### Action à réaliser:
Relevez, dans l'extrait de page, l'ensemble des mesures annoncées par Édouard Philippe que le texte juge positives et attendues.

### Extrait de page:
Ce rapport propose également des améliorations rapides :
- amélioration de la collecte des données au niveau de la justice ;
- amélioration des services spécialisés, en veillant à la répartition géographique ;
- permanence en continu de la ligne 3919, etc.
De même, Nicole Belloubet, garde des sceaux, a reconnu récemment (dans le Journal du dimanche du 17 novembre 2019) que la chaîne pénale n'était pas satisfaisante, et a préconisé diverses mesures à prendre d'urgence.
Hier, Édouard Philippe, premier ministre, a déroulé un plan d'actions, qui pour certaines reprennent des mesures qui auraient dû être appliquées au regard de la signature de la Convention d'Istanbul. Des mesures annoncées sont néanmoins positives et attendues, telles que le recours aux bracelets anti-rapprochement, l'interdiction de la médiation, la reconnaissance de l'emprise, la déchéance de l'autorité parentale...
Cependant, pour nous, franc-maçonnes de la Grande Loge Féminine de France, il est indispensable que soient mises en place à la fois une politique volontariste pour répondre à l'urgence de la situation actuelle et une stratégie nationale d'éradication à terme de ce fléau.
Pour répondre à ces urgences, une loi-cadre est indispensable, comme en Espagne, avec un budget adapté.
Nous insisterons donc sur les mesures qui, à court ou long terme, nous semblent incontournables.

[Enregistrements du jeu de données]
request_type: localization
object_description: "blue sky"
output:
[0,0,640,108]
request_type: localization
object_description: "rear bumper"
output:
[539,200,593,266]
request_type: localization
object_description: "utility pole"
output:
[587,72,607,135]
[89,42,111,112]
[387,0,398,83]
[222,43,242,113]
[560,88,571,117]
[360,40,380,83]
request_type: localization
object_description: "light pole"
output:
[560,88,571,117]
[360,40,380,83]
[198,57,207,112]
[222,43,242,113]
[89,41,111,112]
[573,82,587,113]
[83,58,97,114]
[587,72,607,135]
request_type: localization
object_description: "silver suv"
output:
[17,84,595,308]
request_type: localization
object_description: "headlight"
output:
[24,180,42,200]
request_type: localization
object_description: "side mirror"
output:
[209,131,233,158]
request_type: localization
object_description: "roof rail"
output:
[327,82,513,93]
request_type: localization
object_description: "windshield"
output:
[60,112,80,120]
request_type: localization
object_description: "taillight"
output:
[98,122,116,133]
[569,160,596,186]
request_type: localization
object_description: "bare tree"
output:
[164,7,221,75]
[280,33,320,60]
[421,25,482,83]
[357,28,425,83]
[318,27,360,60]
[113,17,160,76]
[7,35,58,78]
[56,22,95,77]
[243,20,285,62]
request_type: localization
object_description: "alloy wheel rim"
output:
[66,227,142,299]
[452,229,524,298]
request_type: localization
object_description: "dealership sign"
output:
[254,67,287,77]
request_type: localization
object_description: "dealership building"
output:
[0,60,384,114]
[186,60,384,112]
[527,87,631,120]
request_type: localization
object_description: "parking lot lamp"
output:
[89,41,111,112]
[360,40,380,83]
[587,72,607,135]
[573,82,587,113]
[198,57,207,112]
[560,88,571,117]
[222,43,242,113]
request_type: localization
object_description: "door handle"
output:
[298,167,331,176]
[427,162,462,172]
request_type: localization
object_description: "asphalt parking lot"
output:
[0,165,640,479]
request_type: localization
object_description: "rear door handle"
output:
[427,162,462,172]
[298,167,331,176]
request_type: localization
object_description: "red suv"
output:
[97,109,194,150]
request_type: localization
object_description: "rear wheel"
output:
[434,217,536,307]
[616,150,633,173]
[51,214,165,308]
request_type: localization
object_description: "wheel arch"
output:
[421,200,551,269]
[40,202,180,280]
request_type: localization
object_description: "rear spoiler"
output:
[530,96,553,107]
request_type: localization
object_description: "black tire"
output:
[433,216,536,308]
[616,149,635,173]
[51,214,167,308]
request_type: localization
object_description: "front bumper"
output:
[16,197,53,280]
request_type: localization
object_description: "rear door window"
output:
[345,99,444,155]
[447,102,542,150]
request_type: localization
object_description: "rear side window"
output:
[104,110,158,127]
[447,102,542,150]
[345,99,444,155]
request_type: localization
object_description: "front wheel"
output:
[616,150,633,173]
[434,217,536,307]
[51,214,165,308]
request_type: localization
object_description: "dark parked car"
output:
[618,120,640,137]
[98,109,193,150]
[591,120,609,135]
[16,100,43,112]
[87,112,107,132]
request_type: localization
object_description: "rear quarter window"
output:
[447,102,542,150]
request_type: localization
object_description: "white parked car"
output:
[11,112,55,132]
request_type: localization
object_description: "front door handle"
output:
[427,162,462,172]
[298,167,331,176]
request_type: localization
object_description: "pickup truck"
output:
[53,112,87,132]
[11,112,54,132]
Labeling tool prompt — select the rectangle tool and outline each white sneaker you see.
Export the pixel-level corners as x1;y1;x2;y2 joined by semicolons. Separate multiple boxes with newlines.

### Votre réponse:
- le recours aux bracelets anti-rapprochement
- l'interdiction de la médiation
- la reconnaissance de l'emprise
- la déchéance de l'autorité parentale